Recorded data
+ + +
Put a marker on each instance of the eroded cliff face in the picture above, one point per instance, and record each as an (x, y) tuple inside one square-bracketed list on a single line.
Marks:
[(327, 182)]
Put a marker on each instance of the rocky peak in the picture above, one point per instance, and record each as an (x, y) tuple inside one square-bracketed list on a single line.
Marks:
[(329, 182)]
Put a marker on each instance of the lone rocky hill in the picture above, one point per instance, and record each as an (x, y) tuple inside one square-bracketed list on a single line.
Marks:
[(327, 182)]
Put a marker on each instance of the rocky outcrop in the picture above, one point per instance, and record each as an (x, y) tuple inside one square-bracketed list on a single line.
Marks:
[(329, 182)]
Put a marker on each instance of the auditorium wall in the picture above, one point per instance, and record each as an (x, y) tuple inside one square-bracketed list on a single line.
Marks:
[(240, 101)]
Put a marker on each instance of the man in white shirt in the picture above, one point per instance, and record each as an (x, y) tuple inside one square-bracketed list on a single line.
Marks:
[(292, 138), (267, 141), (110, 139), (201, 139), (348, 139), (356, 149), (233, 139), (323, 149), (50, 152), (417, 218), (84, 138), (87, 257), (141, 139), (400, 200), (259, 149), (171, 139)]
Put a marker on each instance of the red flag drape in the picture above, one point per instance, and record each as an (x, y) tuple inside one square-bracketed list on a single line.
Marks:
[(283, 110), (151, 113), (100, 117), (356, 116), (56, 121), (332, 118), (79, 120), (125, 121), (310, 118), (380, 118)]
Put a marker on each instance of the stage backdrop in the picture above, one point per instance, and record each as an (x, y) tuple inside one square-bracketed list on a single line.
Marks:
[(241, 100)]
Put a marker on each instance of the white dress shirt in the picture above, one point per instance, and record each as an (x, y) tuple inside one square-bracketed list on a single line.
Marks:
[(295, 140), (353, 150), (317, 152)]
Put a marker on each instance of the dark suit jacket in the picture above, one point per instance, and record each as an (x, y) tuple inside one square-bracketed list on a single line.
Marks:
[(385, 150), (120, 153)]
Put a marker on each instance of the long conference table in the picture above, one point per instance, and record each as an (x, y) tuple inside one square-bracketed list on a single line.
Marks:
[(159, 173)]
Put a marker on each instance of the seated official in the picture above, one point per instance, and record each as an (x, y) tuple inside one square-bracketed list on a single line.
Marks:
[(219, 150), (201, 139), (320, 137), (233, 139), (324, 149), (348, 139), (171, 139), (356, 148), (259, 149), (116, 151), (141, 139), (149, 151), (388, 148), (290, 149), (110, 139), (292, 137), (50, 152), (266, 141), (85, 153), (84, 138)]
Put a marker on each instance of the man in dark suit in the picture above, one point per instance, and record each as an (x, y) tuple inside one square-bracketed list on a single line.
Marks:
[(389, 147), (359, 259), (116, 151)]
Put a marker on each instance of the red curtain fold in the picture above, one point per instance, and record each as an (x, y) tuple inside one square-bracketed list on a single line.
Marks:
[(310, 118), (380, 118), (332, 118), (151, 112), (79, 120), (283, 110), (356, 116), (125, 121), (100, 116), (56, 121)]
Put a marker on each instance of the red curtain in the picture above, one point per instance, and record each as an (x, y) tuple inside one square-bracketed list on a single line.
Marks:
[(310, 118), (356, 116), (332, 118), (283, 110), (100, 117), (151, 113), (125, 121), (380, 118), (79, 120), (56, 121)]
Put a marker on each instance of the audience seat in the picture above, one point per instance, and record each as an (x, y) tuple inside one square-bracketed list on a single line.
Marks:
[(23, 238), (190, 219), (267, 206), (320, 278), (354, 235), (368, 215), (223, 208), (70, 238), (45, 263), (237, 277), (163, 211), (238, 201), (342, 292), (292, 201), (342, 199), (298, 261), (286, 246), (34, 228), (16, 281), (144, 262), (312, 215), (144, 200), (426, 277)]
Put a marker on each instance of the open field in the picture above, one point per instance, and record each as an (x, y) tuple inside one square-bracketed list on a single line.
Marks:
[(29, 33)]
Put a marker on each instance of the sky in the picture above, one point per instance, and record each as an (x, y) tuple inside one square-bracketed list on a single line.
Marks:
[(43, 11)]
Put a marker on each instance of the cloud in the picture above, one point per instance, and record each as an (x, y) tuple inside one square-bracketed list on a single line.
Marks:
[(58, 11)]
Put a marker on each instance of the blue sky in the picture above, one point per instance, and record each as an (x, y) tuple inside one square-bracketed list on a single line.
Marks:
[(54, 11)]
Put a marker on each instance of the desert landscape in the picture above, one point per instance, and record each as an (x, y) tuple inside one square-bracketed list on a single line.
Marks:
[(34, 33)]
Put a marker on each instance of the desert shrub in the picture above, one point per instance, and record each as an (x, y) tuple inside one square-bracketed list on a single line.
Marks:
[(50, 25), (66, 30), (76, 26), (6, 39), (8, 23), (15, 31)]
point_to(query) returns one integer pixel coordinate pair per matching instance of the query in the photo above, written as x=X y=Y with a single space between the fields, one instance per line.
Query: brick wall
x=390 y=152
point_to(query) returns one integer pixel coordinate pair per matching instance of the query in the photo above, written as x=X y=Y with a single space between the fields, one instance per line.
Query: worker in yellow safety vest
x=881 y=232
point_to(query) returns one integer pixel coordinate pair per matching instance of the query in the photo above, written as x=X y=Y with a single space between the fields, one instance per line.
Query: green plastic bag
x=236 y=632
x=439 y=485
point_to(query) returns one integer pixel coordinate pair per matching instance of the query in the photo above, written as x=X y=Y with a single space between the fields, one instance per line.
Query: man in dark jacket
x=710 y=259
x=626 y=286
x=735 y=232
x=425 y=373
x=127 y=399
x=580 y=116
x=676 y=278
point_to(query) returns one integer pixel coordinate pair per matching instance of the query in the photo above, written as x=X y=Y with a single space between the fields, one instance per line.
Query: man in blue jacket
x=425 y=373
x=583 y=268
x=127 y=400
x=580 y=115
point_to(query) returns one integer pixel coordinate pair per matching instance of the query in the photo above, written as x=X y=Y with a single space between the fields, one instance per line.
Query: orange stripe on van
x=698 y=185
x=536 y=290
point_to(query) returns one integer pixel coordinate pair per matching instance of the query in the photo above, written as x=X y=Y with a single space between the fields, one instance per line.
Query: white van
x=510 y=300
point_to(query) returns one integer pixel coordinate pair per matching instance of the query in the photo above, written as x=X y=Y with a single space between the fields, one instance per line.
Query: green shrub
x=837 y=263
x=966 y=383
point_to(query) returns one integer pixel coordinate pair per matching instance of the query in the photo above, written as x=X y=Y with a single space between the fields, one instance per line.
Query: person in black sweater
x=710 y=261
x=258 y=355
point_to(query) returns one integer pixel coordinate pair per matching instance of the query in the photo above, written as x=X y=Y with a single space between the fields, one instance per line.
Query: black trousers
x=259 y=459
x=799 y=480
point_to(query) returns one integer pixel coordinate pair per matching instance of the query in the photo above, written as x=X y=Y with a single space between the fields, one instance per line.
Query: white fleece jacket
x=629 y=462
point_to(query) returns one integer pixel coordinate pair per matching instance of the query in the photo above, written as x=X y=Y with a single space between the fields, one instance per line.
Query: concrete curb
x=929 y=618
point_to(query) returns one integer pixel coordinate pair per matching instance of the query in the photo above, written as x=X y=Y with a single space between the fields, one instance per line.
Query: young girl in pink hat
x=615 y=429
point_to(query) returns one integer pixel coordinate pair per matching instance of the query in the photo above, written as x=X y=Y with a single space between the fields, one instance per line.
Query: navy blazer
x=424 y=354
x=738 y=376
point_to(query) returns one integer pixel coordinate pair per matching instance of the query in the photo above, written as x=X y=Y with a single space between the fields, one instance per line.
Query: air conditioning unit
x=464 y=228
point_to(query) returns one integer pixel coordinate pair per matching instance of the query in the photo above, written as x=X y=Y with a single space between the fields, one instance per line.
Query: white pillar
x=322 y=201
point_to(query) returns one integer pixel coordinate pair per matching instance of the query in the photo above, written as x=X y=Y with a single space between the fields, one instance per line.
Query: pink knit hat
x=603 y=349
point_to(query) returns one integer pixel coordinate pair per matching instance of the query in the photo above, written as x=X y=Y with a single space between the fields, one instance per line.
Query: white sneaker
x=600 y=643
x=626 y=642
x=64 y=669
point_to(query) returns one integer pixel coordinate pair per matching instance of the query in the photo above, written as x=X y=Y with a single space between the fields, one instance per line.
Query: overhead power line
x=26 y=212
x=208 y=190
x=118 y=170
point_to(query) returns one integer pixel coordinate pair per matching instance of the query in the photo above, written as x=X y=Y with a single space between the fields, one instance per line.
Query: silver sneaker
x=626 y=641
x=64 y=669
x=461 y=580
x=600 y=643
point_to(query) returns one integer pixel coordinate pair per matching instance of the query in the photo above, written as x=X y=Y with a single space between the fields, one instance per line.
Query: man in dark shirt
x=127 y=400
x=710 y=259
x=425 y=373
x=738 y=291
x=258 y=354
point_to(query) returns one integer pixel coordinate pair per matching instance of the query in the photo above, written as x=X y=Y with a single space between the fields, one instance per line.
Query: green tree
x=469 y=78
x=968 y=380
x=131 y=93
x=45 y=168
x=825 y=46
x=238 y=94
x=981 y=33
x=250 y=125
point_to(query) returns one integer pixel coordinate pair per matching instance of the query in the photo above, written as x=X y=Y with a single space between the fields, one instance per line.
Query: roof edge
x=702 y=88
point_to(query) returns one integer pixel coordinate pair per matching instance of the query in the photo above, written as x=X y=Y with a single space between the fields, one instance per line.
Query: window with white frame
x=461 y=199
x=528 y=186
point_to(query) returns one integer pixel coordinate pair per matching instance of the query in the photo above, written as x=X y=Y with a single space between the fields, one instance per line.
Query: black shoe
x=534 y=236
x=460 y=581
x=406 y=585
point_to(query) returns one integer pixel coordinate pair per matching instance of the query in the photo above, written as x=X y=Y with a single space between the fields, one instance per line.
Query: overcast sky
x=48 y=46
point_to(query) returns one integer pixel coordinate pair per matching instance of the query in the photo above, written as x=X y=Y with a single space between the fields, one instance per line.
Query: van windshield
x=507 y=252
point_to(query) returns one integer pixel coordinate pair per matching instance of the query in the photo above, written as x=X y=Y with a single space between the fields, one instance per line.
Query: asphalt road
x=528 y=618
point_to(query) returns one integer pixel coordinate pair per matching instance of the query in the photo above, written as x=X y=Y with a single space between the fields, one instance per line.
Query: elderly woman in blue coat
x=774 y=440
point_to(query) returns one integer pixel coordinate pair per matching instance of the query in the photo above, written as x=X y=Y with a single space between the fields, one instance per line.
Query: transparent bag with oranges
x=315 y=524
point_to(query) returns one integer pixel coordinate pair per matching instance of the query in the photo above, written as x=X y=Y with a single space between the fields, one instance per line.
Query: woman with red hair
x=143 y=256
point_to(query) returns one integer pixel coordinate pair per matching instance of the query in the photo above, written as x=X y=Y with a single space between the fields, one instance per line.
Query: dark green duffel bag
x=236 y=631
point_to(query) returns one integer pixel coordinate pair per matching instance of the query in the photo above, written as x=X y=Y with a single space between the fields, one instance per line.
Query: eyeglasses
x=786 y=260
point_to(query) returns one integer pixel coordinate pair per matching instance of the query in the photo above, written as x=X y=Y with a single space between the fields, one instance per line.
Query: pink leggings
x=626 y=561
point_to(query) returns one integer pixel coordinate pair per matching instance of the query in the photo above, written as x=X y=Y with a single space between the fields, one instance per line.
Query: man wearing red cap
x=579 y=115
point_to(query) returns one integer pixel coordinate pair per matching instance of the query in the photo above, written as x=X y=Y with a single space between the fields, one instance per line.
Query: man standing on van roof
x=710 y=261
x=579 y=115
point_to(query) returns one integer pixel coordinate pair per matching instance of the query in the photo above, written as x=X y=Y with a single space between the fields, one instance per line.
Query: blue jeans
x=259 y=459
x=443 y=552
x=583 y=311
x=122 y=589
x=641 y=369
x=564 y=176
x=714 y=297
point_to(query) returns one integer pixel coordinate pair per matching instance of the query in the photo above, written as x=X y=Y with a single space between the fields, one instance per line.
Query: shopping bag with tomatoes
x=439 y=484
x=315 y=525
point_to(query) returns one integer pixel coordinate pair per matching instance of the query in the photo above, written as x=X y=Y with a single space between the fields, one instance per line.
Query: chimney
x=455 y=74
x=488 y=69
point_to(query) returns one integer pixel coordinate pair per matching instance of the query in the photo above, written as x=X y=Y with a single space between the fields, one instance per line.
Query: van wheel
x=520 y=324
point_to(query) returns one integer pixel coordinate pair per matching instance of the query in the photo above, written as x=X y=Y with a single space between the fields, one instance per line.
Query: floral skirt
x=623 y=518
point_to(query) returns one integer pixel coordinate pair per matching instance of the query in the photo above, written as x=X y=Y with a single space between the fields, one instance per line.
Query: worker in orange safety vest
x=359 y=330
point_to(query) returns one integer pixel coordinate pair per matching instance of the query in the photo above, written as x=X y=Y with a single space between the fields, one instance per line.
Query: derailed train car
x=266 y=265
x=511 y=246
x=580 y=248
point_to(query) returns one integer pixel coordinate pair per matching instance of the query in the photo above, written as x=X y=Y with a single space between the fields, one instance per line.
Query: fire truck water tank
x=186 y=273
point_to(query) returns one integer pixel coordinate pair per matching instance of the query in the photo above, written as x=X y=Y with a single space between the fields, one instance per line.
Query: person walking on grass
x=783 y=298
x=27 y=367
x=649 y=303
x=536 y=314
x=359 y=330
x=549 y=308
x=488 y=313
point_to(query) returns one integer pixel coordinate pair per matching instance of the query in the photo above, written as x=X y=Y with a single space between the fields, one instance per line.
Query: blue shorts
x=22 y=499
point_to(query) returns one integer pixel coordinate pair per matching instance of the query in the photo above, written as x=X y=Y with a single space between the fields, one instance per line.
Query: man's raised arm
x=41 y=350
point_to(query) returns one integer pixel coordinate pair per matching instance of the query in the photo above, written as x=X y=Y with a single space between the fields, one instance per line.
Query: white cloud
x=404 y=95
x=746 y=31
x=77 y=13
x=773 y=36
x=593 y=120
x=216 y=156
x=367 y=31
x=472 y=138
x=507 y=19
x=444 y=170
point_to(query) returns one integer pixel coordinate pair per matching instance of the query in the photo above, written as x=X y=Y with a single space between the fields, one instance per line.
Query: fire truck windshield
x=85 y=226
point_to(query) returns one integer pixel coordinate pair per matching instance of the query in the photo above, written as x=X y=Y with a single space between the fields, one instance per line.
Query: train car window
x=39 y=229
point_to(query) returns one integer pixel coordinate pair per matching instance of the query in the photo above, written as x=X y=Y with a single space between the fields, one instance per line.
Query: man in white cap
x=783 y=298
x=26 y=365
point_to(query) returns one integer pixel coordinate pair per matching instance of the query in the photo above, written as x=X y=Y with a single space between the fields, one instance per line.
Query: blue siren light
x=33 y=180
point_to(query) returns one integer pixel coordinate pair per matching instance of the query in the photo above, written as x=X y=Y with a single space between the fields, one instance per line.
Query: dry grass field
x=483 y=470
+ + +
__Work required__
Repeat, without any change, the lines from the one containing "Put a marker on each instance of the stage" up to and including the one containing "153), (84, 138)]".

__Reply to the task__
Put a marker on each instance of the stage backdrop in the picture above, one point per instance, and record each as an (x, y) tuple inside one square-bracketed list on a single line.
Marks:
[(241, 100)]
Put a marker on each instance of the white dress shirt in the picture above, one point per instance, and record each as an (x, y) tuple inside one square-bracketed list on a single line.
Marks:
[(295, 140), (353, 150), (317, 152)]
Put a marker on each instance of the dark suit jacket in the picture above, one point per instance, and record each as an (x, y) tuple inside one square-bracketed list on a single line.
Marks:
[(385, 150), (120, 153)]
Put a marker on each instance of the long conference table in the picture above, one point per instance, and record each as an (x, y) tuple inside one square-bracketed list on a single line.
Marks:
[(159, 173)]
Put a marker on each instance of the seated official in the picture above, one point per instance, and record each as an (x, y) tuple inside one square-bracketed list on a single line.
Marks:
[(219, 150), (201, 139), (320, 137), (233, 139), (324, 149), (348, 139), (171, 139), (356, 148), (259, 149), (116, 151), (141, 139), (149, 151), (388, 148), (290, 149), (110, 139), (292, 137), (50, 152), (266, 141), (85, 153), (84, 138)]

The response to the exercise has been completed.